Taking an Inventory of Your Yard

Water Conservation for Lawn and Landscape October 29, 2013|Print
        
  Even on a new lot, an inventory is helpful for identifying existing slopes, exposed areas, and soil conditions. Photo credit: Larry Sagers
   
   

One of the first steps of landscape design is taking an inventory of your yard. This is particularly important when creating a water-wise or xeriscape landscape.

Knowledge is Power

Would you feel comfortable having a car dealer choose a car for you based on price alone? The dealer doesn’t know the size of your family or what kind of car you want. They only know how much you want to spend.

Oftentimes, homeowners go to a local garden center and purchase plants they regret later because they only considered price, color or availability.

Taking an inventory of the yard helps you consider all the important factors needed to create the landscape design and the plants that will be used in it. It means putting in some effort up front to avoid headaches later on.

What do I need to look for?

▸ **Written tasks**
1. Write out the yard inventory page in full, word for word.
2. Gather each line of the listing that contains the string "blue", treating uppercase and lowercase as different.
The yard inventory page and the listing after it were taken from unrelated sources.

▸ **Listed entries**
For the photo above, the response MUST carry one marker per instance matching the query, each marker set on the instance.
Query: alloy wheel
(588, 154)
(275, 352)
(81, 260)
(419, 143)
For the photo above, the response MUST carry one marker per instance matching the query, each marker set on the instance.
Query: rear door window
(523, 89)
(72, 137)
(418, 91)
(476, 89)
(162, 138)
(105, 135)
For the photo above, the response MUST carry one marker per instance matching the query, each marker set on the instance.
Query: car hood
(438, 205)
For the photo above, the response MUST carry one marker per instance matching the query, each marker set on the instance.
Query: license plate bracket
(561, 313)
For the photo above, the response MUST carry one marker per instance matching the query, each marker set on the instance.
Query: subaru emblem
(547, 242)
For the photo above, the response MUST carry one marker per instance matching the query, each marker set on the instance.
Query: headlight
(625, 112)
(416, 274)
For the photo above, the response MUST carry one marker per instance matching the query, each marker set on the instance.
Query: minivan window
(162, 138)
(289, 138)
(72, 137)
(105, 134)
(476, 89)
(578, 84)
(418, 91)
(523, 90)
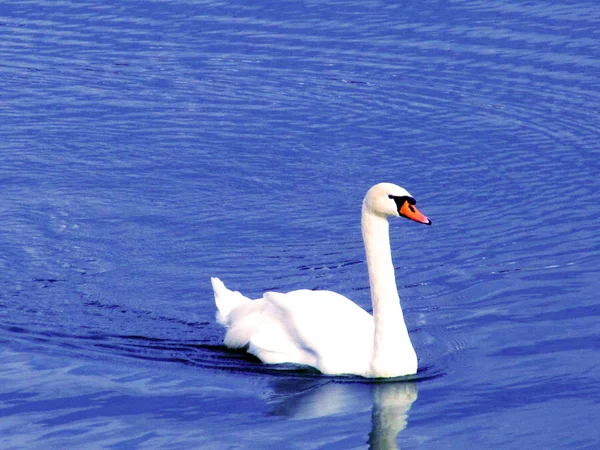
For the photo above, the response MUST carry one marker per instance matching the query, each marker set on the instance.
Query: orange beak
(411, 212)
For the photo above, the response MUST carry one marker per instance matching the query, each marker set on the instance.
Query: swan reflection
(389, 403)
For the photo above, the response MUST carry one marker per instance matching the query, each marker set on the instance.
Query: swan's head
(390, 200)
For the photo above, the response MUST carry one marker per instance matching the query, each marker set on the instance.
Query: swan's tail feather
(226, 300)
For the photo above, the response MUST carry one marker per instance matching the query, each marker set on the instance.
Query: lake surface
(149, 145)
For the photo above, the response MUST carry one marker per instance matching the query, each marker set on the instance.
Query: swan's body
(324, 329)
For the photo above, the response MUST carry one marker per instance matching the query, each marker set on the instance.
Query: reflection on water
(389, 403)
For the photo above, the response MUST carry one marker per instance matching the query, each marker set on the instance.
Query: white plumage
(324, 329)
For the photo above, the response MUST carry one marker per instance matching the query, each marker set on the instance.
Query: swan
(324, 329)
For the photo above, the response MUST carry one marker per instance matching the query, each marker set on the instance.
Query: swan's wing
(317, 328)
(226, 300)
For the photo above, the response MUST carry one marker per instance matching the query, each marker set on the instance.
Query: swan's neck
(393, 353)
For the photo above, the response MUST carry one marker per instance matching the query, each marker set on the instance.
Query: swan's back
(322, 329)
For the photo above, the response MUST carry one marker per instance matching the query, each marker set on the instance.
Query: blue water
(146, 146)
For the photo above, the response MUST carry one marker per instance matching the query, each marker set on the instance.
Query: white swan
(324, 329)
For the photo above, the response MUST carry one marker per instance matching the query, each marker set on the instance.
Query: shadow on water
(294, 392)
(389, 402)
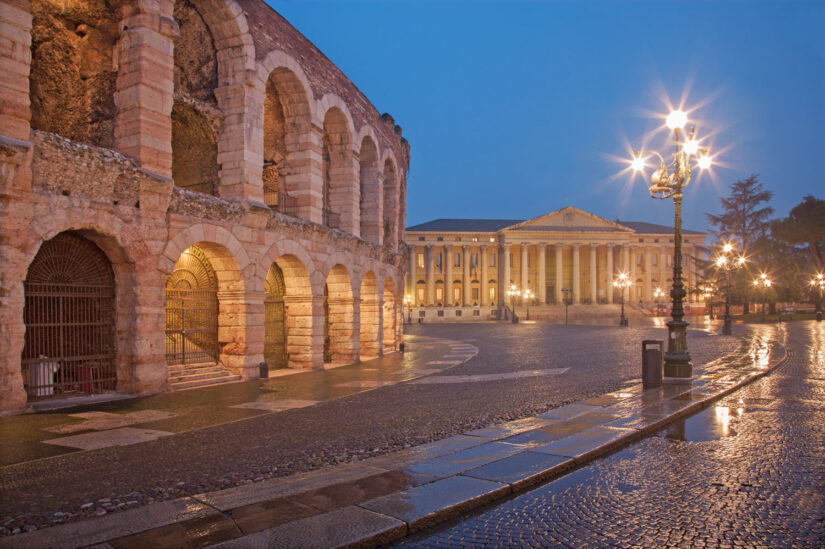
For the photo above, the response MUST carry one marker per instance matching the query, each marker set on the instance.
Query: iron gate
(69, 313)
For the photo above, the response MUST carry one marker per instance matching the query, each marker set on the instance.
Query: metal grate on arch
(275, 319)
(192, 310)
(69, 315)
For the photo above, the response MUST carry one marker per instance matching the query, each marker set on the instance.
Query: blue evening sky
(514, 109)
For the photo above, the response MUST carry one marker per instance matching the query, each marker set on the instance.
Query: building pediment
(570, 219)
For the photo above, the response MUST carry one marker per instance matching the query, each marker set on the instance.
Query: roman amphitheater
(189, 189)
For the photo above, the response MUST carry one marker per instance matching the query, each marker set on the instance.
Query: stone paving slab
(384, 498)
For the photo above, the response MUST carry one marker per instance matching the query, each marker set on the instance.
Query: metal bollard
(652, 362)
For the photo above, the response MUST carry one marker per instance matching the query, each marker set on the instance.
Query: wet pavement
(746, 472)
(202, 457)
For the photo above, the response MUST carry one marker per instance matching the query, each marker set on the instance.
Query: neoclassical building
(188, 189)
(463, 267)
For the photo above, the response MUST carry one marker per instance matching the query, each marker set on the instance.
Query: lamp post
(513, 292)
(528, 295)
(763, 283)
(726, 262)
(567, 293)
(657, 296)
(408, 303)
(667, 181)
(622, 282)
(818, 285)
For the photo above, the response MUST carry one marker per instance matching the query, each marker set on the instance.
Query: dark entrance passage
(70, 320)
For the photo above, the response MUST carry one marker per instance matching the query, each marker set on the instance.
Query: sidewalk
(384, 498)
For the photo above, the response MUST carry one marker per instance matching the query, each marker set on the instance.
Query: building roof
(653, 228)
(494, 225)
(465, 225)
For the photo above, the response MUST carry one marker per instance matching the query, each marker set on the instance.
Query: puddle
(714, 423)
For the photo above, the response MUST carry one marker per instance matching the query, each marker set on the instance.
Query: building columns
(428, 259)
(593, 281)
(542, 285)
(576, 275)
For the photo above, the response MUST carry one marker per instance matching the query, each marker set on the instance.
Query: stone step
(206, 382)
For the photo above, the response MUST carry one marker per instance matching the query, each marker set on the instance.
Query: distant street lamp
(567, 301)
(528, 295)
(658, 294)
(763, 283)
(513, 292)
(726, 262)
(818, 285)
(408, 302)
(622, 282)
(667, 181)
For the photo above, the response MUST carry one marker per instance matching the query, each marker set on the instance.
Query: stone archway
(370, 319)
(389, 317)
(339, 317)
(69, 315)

▸ **Task-by-task answers**
1.
Taking an Inventory of Your Yard

Water Conservation for Lawn and Landscape October 29, 2013|Print
        
  Even on a new lot, an inventory is helpful for identifying existing slopes, exposed areas, and soil conditions. Photo credit: Larry Sagers
   
   

One of the first steps of landscape design is taking an inventory of your yard. This is particularly important when creating a water-wise or xeriscape landscape.

Knowledge is Power

Would you feel comfortable having a car dealer choose a car for you based on price alone? The dealer doesn’t know the size of your family or what kind of car you want. They only know how much you want to spend.

Oftentimes, homeowners go to a local garden center and purchase plants they regret later because they only considered price, color or availability.

Taking an inventory of the yard helps you consider all the important factors needed to create the landscape design and the plants that will be used in it. It means putting in some effort up front to avoid headaches later on.

What do I need to look for?

2.
Query: blue water
Query: blue evening sky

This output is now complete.